___ EXCERPTED PASSAGE

- League: Pilipinas VisMin Super Cup
- Sport: Basketball
- Duration: Visayas leg: April 9 – May 9, 2021 Mindanao leg: July 7 – August 9, 2021 Finals: August 11 – 13, 2021

Elimination rounds
- Visayas champions: KCS Computer Specialist – Mandaue
- Visayas runners-up: Talisay Aquastars
- Mindanao champions: Basilan Peace Riders
- Mindanao runners-up: Roxas Vanguards

Finals
- Champions: Basilan Peace Riders
- Runners-up: KCS Computer Specialist – Mandaue

Seasons
- 2021 (2nd) →

= 2021 Pilipinas VisMin Super Cup 1st Conference =

The 2021 Pilipinas VisMin Super Cup 1st Conference, was the inaugural conference of the Pilipinas VisMin Super Cup. The elimination rounds began on April 9, 2021 with the start of the Visayas leg and ended on August 9, 2021 with the conclusion of the Mindanao leg. The Finals then ran from August 11 to 13, 2023.

______
___ INFORMATION SHOWN

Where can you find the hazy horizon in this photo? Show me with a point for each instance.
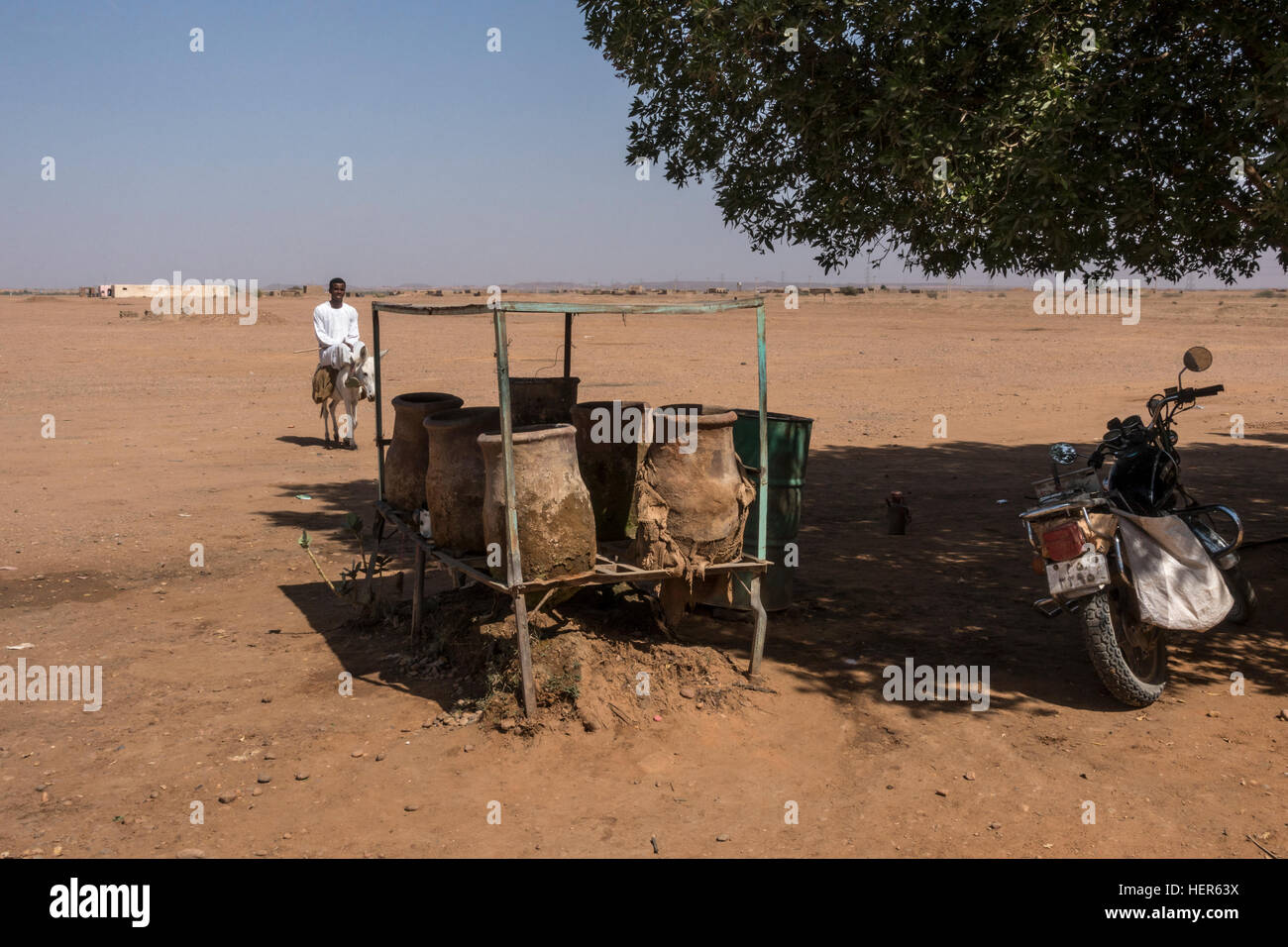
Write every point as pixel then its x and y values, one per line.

______

WHAT THE EXERCISE ASKS -
Copy out the full text on the 2021 Pilipinas VisMin Super Cup 1st Conference word for word, with every line as it appears.

CORRECT RESPONSE -
- League: Pilipinas VisMin Super Cup
- Sport: Basketball
- Duration: Visayas leg: April 9 – May 9, 2021 Mindanao leg: July 7 – August 9, 2021 Finals: August 11 – 13, 2021

Elimination rounds
- Visayas champions: KCS Computer Specialist – Mandaue
- Visayas runners-up: Talisay Aquastars
- Mindanao champions: Basilan Peace Riders
- Mindanao runners-up: Roxas Vanguards

Finals
- Champions: Basilan Peace Riders
- Runners-up: KCS Computer Specialist – Mandaue

Seasons
- 2021 (2nd) →

= 2021 Pilipinas VisMin Super Cup 1st Conference =

The 2021 Pilipinas VisMin Super Cup 1st Conference, was the inaugural conference of the Pilipinas VisMin Super Cup. The elimination rounds began on April 9, 2021 with the start of the Visayas leg and ended on August 9, 2021 with the conclusion of the Mindanao leg. The Finals then ran from August 11 to 13, 2023.